* **任务指令 1**: 将下面这篇散文中从“但是,如果少女走进去,而出来的是老太太呢?”起、直到“就像鹿科动物,胆小,却又有强烈的好奇心。”为止（含此处）的文字原样重写一遍。

+++ 原文

【流年】人生漫笔(散文三题)
【城市的每幢高楼都有电梯】
1
我这样问的时候,我的朋友甚至不屑回答。
于是,我改用反问的语气:城市每幢高楼都有电梯?!
朋友知道我来自遥远的农村,点点头,并且露出满意的微笑来。
这让我想起一个调侃农民的笑话:老农民进城,看到一位老太太走进电梯,正琢磨时,电梯门又开了,出来一位光鲜亮丽的妙龄女郎。老农民惊诧万分,后悔不迭地说:早知道俺就带着俺婆姨来也进去走一遭!
但是,如果少女走进去,而出来的是老太太呢?
生活是一场有悲有喜的戏剧,城市是不过是另一处奇幻的舞台。有了代表先进和文明的电梯之后,只是增加一些悲喜交加的情节罢了。
贸然闯入某座城市后,我对城市独有的电梯----这个封闭的金属空间一直保持敬且远的态度,直观地表达是诱惑以及恐惧兼而有之。我就像鹿科动物,胆小,却又有强烈的好奇心。

++++++
+++ 本题材料

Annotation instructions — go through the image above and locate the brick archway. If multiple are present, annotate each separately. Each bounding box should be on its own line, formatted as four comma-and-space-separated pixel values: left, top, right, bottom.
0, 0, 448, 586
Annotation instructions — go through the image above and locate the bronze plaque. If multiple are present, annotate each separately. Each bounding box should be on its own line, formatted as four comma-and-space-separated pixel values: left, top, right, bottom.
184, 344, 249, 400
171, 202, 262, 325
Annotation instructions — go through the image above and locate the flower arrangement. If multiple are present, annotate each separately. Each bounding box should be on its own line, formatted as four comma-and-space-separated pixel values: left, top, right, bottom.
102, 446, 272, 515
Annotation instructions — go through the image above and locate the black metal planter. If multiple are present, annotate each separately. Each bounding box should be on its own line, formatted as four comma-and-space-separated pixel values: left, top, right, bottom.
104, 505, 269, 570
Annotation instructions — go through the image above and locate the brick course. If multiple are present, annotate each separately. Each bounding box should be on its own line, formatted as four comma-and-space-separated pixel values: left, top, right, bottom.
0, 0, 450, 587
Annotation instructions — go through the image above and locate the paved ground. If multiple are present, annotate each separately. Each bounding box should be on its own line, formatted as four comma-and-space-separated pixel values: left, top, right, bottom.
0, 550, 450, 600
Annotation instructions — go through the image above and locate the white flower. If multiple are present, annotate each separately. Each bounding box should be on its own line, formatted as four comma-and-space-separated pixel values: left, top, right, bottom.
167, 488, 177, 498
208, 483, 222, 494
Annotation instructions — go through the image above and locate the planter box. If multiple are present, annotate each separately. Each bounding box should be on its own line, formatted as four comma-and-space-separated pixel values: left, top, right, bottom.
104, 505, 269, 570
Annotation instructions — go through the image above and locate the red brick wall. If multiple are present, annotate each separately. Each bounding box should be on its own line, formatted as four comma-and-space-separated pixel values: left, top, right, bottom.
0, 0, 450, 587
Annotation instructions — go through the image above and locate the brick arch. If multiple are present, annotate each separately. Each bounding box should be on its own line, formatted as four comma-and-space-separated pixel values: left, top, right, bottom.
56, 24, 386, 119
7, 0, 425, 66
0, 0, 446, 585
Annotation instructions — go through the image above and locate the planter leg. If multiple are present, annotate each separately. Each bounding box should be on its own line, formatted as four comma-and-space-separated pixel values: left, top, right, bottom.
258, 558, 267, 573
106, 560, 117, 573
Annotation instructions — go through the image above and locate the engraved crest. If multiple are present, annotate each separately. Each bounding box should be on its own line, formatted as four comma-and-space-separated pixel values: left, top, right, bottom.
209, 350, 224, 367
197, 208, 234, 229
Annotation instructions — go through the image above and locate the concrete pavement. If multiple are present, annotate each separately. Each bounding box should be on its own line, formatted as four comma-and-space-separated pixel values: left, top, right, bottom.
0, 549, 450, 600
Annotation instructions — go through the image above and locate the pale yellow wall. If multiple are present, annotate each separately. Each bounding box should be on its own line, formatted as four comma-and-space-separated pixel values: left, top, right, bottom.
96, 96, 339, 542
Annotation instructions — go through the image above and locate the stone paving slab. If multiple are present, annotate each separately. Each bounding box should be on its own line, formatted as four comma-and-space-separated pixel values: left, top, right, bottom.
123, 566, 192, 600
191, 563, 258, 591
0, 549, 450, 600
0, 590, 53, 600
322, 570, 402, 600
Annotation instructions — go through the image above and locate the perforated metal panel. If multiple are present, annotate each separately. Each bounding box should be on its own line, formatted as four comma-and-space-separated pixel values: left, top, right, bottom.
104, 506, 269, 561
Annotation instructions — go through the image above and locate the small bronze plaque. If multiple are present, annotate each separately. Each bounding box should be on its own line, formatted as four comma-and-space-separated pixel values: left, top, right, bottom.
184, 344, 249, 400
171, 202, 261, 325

++++++

* **任务指令 2**: 把上方记录中从含“locate the bronze”的那一行起、到含“171, 202, 262, 325”的那一行为止（首尾两行均包括在内）的各行转成编号列表，略去空行，只输出这些行。

* **完整解答 1**:
但是,如果少女走进去,而出来的是老太太呢?
生活是一场有悲有喜的戏剧,城市是不过是另一处奇幻的舞台。有了代表先进和文明的电梯之后,只是增加一些悲喜交加的情节罢了。
贸然闯入某座城市后,我对城市独有的电梯----这个封闭的金属空间一直保持敬且远的态度,直观地表达是诱惑以及恐惧兼而有之。我就像鹿科动物,胆小,却又有强烈的好奇心。

* **完整解答 2**:
1. Annotation instructions — go through the image above and locate the bronze plaque. If multiple are present, annotate each separately. Each bounding box should be on its own line, formatted as four comma-and-space-separated pixel values: left, top, right, bottom.
2. 184, 344, 249, 400
3. 171, 202, 262, 325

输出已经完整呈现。